[Excerpted passage Boundary: Start]

For appeals in the county court and High Court Practice Direction 52B applies.  It is no good simply re-submitting the trial bundle.

“6.3  Appeal bundle: As soon as practicable, but in any event within 35 days of the filing of the appellant’s notice, the appellant must file an appeal bundle which must contain only those documents relevant to the appeal. The appeal bundle must be paginated and indexed.

6.4  Documents relevant to the appeal:

(1) Subject to any order made by the court, the following documents must be included in the appeal bundle–

(a) a copy of the appellant’s notice;

(b) a copy of any respondent’s notice;

(c) a copy of any appellant’s or respondent’s skeleton argument;

(d) a copy of the order under appeal;

(e) a copy of the order of the lower court granting or refusing permission to appeal together with a copy of the judge’s reasons, if any, for granting or refusing permission;

(f) a copy of any order allocating the case to a track;

(g) a transcript of the judgment of the lower court or other record of reasons (except in appeals in cases which were allocated to the small claims track and subject to any order of the court).

(2) The following documents should also be considered for inclusion in the appeal bundle but should be included only where relevant to the appeal –

(a) statements of case;

(b) application notices;

(c) other orders made in the case;

(d) a chronology of relevant events;

(e) witness statements made in support of any application made in the appellant’s notice;

(f) other witness statements;

(g) any other documents which any party considers would assist the appeal court.

6.5  Service of the appeal bundle: A copy of the appeal bundle must be served on each respondent –

(a) where permission to appeal was granted by the lower court, at the same time as filing the appeal bundle;

(b) where the appeal court has granted permission to appeal, as soon as practicable after notification and in any event within 14 days of the grant of permission;

(c) where the appeal court directs that the application for permission to appeal is to be heard on the same occasion as the appeal, as soon as practicable and in any event within 14 days after notification of the hearing date.

6.6  Late documents: Any relevant document which is obtained or created after the appeal bundle has been filed (for example a respondent’s notice or a skeleton argument) should be added to the appeal bundle as soon as practicable and, in any event, no less than 7 days before the hearing of the appeal or any application.”

[Excerpted passage Boundary: End]
[Record set Boundary: Start]

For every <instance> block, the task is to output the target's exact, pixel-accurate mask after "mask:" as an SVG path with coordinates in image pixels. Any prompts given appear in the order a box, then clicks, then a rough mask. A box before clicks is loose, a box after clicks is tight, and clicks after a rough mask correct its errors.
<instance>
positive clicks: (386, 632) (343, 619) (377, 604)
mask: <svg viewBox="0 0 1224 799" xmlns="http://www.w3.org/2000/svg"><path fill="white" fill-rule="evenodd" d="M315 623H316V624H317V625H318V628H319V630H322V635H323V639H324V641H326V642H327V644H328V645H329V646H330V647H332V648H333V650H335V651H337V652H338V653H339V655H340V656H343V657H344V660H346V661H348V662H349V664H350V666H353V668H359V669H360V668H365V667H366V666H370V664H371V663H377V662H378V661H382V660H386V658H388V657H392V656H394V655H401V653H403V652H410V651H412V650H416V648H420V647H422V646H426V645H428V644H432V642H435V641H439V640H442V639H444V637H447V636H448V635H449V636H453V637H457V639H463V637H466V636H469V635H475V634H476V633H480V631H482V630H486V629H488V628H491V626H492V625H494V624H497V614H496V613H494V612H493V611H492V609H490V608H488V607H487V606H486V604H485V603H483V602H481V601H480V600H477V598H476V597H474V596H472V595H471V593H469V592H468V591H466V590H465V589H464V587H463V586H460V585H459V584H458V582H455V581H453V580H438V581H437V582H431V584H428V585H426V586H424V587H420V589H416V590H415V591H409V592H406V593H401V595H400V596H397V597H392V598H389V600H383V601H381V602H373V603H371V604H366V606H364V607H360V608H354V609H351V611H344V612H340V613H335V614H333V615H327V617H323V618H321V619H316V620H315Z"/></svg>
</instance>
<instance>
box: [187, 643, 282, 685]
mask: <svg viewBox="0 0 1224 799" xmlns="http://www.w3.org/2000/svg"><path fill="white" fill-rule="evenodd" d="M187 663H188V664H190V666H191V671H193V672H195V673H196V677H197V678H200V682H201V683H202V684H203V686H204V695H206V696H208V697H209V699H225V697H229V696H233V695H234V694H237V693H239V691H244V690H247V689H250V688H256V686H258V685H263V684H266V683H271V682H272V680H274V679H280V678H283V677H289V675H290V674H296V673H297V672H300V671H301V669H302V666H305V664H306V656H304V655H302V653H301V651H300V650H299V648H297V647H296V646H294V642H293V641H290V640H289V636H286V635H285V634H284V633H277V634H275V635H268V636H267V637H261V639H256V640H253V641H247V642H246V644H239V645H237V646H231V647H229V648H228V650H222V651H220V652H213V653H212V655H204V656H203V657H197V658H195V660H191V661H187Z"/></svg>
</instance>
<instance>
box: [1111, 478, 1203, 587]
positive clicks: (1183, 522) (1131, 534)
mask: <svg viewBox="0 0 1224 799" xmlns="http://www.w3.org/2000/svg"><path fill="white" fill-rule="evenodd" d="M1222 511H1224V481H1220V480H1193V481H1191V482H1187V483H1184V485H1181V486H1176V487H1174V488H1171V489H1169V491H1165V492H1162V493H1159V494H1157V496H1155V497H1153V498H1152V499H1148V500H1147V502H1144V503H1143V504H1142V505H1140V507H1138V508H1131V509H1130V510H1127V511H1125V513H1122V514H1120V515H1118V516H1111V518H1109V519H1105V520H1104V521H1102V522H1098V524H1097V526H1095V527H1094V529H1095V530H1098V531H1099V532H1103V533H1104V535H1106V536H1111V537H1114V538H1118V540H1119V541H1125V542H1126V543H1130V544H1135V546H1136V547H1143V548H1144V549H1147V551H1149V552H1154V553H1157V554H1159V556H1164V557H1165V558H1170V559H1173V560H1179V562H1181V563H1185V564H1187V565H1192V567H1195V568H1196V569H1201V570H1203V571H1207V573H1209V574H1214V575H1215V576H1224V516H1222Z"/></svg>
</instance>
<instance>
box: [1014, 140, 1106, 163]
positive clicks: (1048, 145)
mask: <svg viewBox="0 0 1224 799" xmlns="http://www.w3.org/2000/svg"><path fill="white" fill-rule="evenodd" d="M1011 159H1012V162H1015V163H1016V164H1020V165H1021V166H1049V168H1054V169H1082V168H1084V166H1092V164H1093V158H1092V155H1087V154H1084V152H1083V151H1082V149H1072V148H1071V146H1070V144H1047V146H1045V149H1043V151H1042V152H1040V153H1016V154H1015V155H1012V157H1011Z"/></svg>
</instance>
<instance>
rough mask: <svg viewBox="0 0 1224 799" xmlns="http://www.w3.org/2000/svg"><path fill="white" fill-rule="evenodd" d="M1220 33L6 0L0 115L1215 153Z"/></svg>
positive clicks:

[Record set Boundary: End]

> [How to complete this task]: Could you rewrite the appeal bundle passage between "(f) other witness" and "the hearing date.", inclusive, with "21 days" in place of every "14 days"?

> [Written solution]:
(f) other witness statements;

(g) any other documents which any party considers would assist the appeal court.

6.5  Service of the appeal bundle: A copy of the appeal bundle must be served on each respondent –

(a) where permission to appeal was granted by the lower court, at the same time as filing the appeal bundle;

(b) where the appeal court has granted permission to appeal, as soon as practicable after notification and in any event within 21 days of the grant of permission;

(c) where the appeal court directs that the application for permission to appeal is to be heard on the same occasion as the appeal, as soon as practicable and in any event within 21 days after notification of the hearing date.